Image-backed grounding data -
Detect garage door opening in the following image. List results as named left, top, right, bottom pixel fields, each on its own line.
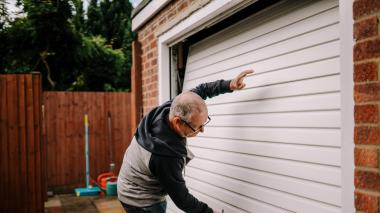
left=168, top=0, right=281, bottom=98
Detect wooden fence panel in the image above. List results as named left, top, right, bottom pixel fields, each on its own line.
left=33, top=74, right=45, bottom=208
left=44, top=92, right=133, bottom=190
left=0, top=76, right=9, bottom=212
left=26, top=75, right=37, bottom=212
left=8, top=75, right=19, bottom=212
left=106, top=93, right=133, bottom=175
left=0, top=73, right=44, bottom=213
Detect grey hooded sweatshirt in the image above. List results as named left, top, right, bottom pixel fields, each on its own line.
left=117, top=79, right=232, bottom=213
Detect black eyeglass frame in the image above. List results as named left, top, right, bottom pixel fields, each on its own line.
left=180, top=116, right=211, bottom=133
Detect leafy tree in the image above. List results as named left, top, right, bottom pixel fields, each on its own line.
left=99, top=0, right=133, bottom=49
left=22, top=0, right=81, bottom=90
left=120, top=18, right=134, bottom=89
left=0, top=0, right=8, bottom=30
left=0, top=0, right=8, bottom=72
left=0, top=0, right=135, bottom=91
left=70, top=36, right=126, bottom=91
left=99, top=0, right=134, bottom=89
left=72, top=0, right=85, bottom=33
left=86, top=0, right=103, bottom=35
left=0, top=18, right=36, bottom=74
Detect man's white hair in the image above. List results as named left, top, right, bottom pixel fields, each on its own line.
left=169, top=91, right=206, bottom=122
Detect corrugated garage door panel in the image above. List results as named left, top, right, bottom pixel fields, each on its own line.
left=168, top=0, right=340, bottom=212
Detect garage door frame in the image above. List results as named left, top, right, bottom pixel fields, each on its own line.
left=157, top=0, right=354, bottom=212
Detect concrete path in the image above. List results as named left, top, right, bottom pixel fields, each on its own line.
left=44, top=194, right=125, bottom=213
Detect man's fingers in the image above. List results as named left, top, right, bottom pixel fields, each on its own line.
left=238, top=83, right=246, bottom=89
left=240, top=69, right=254, bottom=77
left=237, top=77, right=245, bottom=85
left=237, top=69, right=254, bottom=83
left=231, top=69, right=254, bottom=90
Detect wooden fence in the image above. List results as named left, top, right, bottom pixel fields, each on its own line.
left=43, top=92, right=133, bottom=191
left=0, top=74, right=46, bottom=213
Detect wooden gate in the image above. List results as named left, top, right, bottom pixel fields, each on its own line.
left=0, top=73, right=46, bottom=213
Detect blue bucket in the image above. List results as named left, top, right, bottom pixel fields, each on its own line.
left=106, top=181, right=117, bottom=196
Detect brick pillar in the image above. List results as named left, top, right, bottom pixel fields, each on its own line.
left=353, top=0, right=380, bottom=213
left=131, top=41, right=142, bottom=136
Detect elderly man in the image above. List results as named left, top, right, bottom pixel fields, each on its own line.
left=117, top=70, right=253, bottom=213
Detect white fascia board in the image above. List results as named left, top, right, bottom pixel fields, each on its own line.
left=159, top=0, right=248, bottom=45
left=158, top=0, right=248, bottom=104
left=132, top=0, right=171, bottom=31
left=339, top=0, right=354, bottom=212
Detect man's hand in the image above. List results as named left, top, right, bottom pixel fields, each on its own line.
left=229, top=69, right=254, bottom=90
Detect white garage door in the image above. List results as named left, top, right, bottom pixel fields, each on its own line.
left=168, top=0, right=341, bottom=212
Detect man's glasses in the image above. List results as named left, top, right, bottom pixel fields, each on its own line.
left=181, top=116, right=211, bottom=133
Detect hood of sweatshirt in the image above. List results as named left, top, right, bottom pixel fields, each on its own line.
left=135, top=100, right=187, bottom=159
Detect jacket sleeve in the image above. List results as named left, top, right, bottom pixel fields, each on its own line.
left=149, top=155, right=212, bottom=213
left=190, top=79, right=233, bottom=100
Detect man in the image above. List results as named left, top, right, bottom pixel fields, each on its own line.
left=117, top=69, right=253, bottom=213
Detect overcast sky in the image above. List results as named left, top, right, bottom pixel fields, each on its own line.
left=129, top=0, right=142, bottom=8
left=6, top=0, right=23, bottom=17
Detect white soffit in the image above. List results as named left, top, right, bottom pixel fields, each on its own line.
left=159, top=0, right=258, bottom=45
left=132, top=0, right=171, bottom=31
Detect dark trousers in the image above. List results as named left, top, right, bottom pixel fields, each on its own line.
left=120, top=200, right=167, bottom=213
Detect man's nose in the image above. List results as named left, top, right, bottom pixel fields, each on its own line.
left=199, top=126, right=204, bottom=133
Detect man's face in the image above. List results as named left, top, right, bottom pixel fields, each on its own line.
left=181, top=111, right=210, bottom=138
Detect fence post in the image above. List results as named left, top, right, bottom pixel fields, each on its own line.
left=131, top=41, right=142, bottom=137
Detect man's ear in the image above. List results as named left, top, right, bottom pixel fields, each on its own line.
left=171, top=117, right=185, bottom=137
left=173, top=116, right=182, bottom=128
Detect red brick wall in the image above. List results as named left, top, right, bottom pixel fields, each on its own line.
left=136, top=0, right=209, bottom=114
left=354, top=0, right=380, bottom=212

What you should do - The records above are to be transcribed exactly, with every picture left out.

Exercise solution -
Detect garage door opening in the following image. List results as named left, top, right, bottom pixel fields, each on its own line.
left=168, top=0, right=281, bottom=98
Detect wooden fence panel in the image above. List results as named left, top, right, bottom pixel fields, each on its own line.
left=33, top=74, right=45, bottom=208
left=44, top=92, right=133, bottom=190
left=0, top=76, right=9, bottom=212
left=26, top=75, right=37, bottom=212
left=8, top=75, right=19, bottom=212
left=106, top=93, right=133, bottom=175
left=0, top=73, right=44, bottom=213
Detect grey hooded sweatshirt in the image above. List results as named left, top, right, bottom pixel fields, each on its own line.
left=117, top=79, right=232, bottom=213
Detect black eyeglass frame in the image above. List results as named left, top, right, bottom pixel fields, each on its own line.
left=180, top=116, right=211, bottom=133
Detect leafy tree in the image above. List results as named left, top, right, bottom pixel fields, each on its own line.
left=99, top=0, right=133, bottom=49
left=22, top=0, right=81, bottom=90
left=120, top=18, right=134, bottom=89
left=0, top=0, right=8, bottom=30
left=0, top=0, right=8, bottom=72
left=0, top=0, right=135, bottom=91
left=70, top=36, right=126, bottom=91
left=99, top=0, right=134, bottom=89
left=72, top=0, right=85, bottom=33
left=86, top=0, right=103, bottom=35
left=0, top=18, right=36, bottom=74
Detect man's white hair in the image above. List results as named left, top, right, bottom pixel fields, each on its own line.
left=169, top=91, right=206, bottom=122
Detect corrugated garage door panel in the image above. List results as named left, top, right, bottom pixel fields, each on its own line.
left=168, top=0, right=340, bottom=212
Detect garage door frame in the image above. List results as named left, top, right, bottom pixel fields, each on its own line.
left=157, top=0, right=354, bottom=212
Detect concrete path in the image above. List results as named left, top, right, bottom pixel fields, each on its own line.
left=44, top=194, right=125, bottom=213
Detect man's fingers in the image above. List results as named left, top, right, bottom pixel fields, each on its own line.
left=238, top=83, right=246, bottom=89
left=240, top=69, right=254, bottom=77
left=237, top=77, right=245, bottom=85
left=237, top=69, right=254, bottom=83
left=231, top=69, right=254, bottom=90
Detect wooden fence in the image above. List results as named left, top, right, bottom pixel fields, each on its own line.
left=43, top=92, right=133, bottom=191
left=0, top=74, right=46, bottom=213
Detect wooden gate in the image above. List results as named left, top, right, bottom pixel fields, each on its own line.
left=0, top=73, right=46, bottom=213
Detect blue bucket in the image above. List results as named left, top, right, bottom pixel fields, each on its own line.
left=106, top=181, right=117, bottom=196
Detect brick pillar in the image above. List results as named left, top, right, bottom pixel fields, each on its own line.
left=353, top=0, right=380, bottom=213
left=131, top=41, right=142, bottom=136
Detect elderly man in the image above. List results as named left, top, right, bottom pixel fields, each on its own line.
left=117, top=70, right=253, bottom=213
Detect white fascia board in the image above. List results as named left, top, right, bottom pixel fields, each on its own line.
left=159, top=0, right=248, bottom=45
left=158, top=0, right=248, bottom=104
left=132, top=0, right=171, bottom=31
left=339, top=0, right=354, bottom=212
Detect man's hand in the image above. List results as named left, top, right, bottom pixel fields, each on its own line.
left=229, top=69, right=254, bottom=90
Detect white garage door in the image above. List results as named left, top, right, bottom pixel fields, each on its own line.
left=168, top=0, right=341, bottom=212
Detect man's glasses in the image above. List results as named left, top, right, bottom pixel fields, each on its own line.
left=181, top=116, right=211, bottom=133
Detect hood of sweatshirt in the image above. List results as named left, top, right, bottom pixel fields, each on its own line.
left=135, top=100, right=187, bottom=159
Detect jacket sleeve in the image above. List results as named left, top, right, bottom pixel fields, each on its own line.
left=149, top=155, right=212, bottom=213
left=190, top=79, right=233, bottom=100
Detect man in the image above. List results as named left, top, right, bottom pixel fields, each on its own line.
left=117, top=69, right=253, bottom=213
Detect overcast sky in the image above. List results as named left, top, right, bottom pixel fields, each on its own line.
left=129, top=0, right=142, bottom=8
left=6, top=0, right=23, bottom=17
Detect white soffit in the image above. List results as named left, top, right, bottom pixel fields, each on its own line.
left=159, top=0, right=258, bottom=45
left=132, top=0, right=171, bottom=31
Detect dark trousers in the image above. List results as named left, top, right, bottom pixel fields, each on its own line.
left=120, top=200, right=167, bottom=213
Detect man's nose in the image above. List results as named left, top, right, bottom pixel fields, each on its own line.
left=199, top=126, right=204, bottom=133
Detect man's face in the image above. List results as named left, top, right, bottom pixel fields, each on its own line.
left=181, top=111, right=210, bottom=138
Detect fence post in the image above. List results as named left, top, right, bottom pixel fields, each on its own line.
left=131, top=41, right=142, bottom=137
Detect man's ear in the image above. List results as named left, top, right, bottom pixel fields, each on its own line.
left=171, top=117, right=185, bottom=137
left=173, top=116, right=182, bottom=128
Detect red brick wall in the image above. List results as named left, top, right, bottom pixel fields, each on its own line.
left=136, top=0, right=209, bottom=114
left=354, top=0, right=380, bottom=212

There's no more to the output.